◆ 課題:
1) 暗号アルゴリズムの文書のうち「SSL を理解するには、暗号アルゴリズム、 メッセージダイジェスト関数(別名: 一方向関数、ハッシュ関数)、」から「暗号アルゴリズムには 従来型と公開鍵の二つの種類があります。」までを、「アリス」を「ボブ」に置き換えて書き直してください。
2) 暗号アルゴリズムの文書を、最後の文の後から書き進めてください。

◆ 文書:
◇ ◇ ◇

SSL を理解するには、暗号アルゴリズム、 メッセージダイジェスト関数(別名: 一方向関数、ハッシュ関数)、 電子署名などへの理解が必要です。 これらの技術は本が丸ごと必要な題目で (例えば [AC96] を参照)、 プライバシー、信用、認証などの技術の基礎となっています。

暗号アルゴリズム

例えば、アリスが送金のために銀行にメッセージを送りたいとします。 口座番号や送金の金額が含まれるため、 アリスはそのメッセージを秘密にしたいと思います。 解決方法の一つは暗号アルゴリズムを使って、メッセージを 読ませたい人以外は読むことができない暗号化された 形態に変えてしまうことです。 その形態になると、 メッセージは秘密の鍵によってのみ解釈することができます。 鍵なしでは、メッセージは役に立ちません。 良い暗号アルゴリズムは、侵入者が元のテキストを解読することを 非常に難しくするため、努力が割に合わなくさせます。

暗号アルゴリズムには 従来型と公開鍵の二つの種類があります。

従来型暗号
対称暗号としても知られ、 送信者と受信者が鍵を共有することが必要です。 鍵とは、メッセージを暗号化したり復号するのに使われる秘密 の情報のことです。 もし、この鍵が秘密なら、送信者と受信者以外は誰もメッセージを読 むことができません。 もしも、アリスと銀行が秘密の鍵を知っているなら、 彼らはお互いに秘密のメッセージを送ることができるでしょう。 ただし、事前に内密に鍵を選ぶという仕事は問題を含んでいます。
公開鍵暗号
非対称暗号としても知られ、 メッセージを暗号化することのできる二つの鍵 を使用するアルゴリズムを定義することで鍵のやり取りの問題を解決 します。 もし、ある鍵が暗号化に使われたなら、 もう片方の鍵で復号しなければいけません。 この方式によって、一つの鍵を公表して(公開鍵)、 もう片方を秘密にしておく(秘密鍵)だけで、 安全なメッセージを受け取ることができます。

誰もが暗号化されたメッセージを公開鍵によって暗号化 することができますが、秘密鍵の持ち主だけがそれを読むことが できます。 この方法で、銀行の公開鍵を使って暗号化することで、 アリスは秘密のメッセージを送ることができます。 銀行のみが復号することができます。

◇ ◇ ◇

◆ 提供情報:
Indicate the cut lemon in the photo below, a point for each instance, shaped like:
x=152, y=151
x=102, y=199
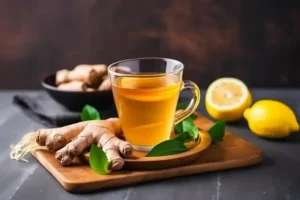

◇ ◇ ◇

◆ 順番どおりの出力:
1)
SSL を理解するには、暗号アルゴリズム、 メッセージダイジェスト関数(別名: 一方向関数、ハッシュ関数)、 電子署名などへの理解が必要です。 これらの技術は本が丸ごと必要な題目で (例えば [AC96] を参照)、 プライバシー、信用、認証などの技術の基礎となっています。

暗号アルゴリズム

例えば、ボブが送金のために銀行にメッセージを送りたいとします。 口座番号や送金の金額が含まれるため、 ボブはそのメッセージを秘密にしたいと思います。 解決方法の一つは暗号アルゴリズムを使って、メッセージを 読ませたい人以外は読むことができない暗号化された 形態に変えてしまうことです。 その形態になると、 メッセージは秘密の鍵によってのみ解釈することができます。 鍵なしでは、メッセージは役に立ちません。 良い暗号アルゴリズムは、侵入者が元のテキストを解読することを 非常に難しくするため、努力が割に合わなくさせます。

暗号アルゴリズムには 従来型と公開鍵の二つの種類があります。

2)
メッセージダイジェスト

アリスはメッセージを秘密にすることができますが、 誰かが例えば自分に送金するようにメッセージを変更したり、 別のものに置き換えてしまうかもしれないという問題があります。 アリスのメッセージの信用を保証する方法の一つは、 メッセージの簡潔なダイジェストを作って、それも銀行に送るというものです。 メッセージを受け取ると銀行もダイジェストを作成し、 アリスが送ったものと比べます。もし一致したなら、 受け取ったメッセージは無傷だということになります。

このような要約はメッセージダイジェスト一方行関数、またはハッシュ関数と呼ばれます。 メッセージダイジェストは長い可変長のメッセージから 短い固定長の表現を作るのに使われます。 ダイジェストアルゴリズムはメッセージから 一意なダイジェストを生成するように作られています。 メッセージダイジェストはダイジェストから元のメッセージを 判定するのがとても難しいようにできています。 また、同じ要約を作成する二つのメッセージを探すのは不可能です。 よって、同じ要約を使ってメッセージを置き換えるという 可能性を排除しています。

アリスへのもう一つの問題は、このダイジェストを安全に送る方法を探すことです。 これができれば、メッセージの信用が保証されます。 一つの方法はこのダイジェストに電子署名を含むことです。

電子署名

アリスが銀行にメッセージを送ったとき、銀行は、 侵入者が彼女になりすまして彼女の口座への取引を申請していないか、 メッセージが本当に彼女からのものか確実に分からなければいけません。 アリスによって作成され、メッセージに含まれた 電子署名がここで役に立ちます。

電子署名はメッセージのダイジェストやその他の情報(処理番号など)を 送信者の秘密鍵で暗号化することで作られます。 誰もが公開鍵を使って署名を復号することができますが、 署名者のみが秘密鍵を知っています。 これは、彼らのみが署名しえたことを意味します。 ダイジェストを電子署名に含むことは、 その署名がそのメッセージのみに有効であることを意味します。 これは、誰もダイジェストを変えて署名をすることができないため、 メッセージの信用も保証します。

侵入者が署名を傍受して後日に再利用するのを防ぐため 電子署名には一意な処理番号が含まれます。 これは、アリスがそんなメッセージは送っていないと言う詐欺 から銀行を守ります。 彼女だけが署名しえたからです。(否認防止)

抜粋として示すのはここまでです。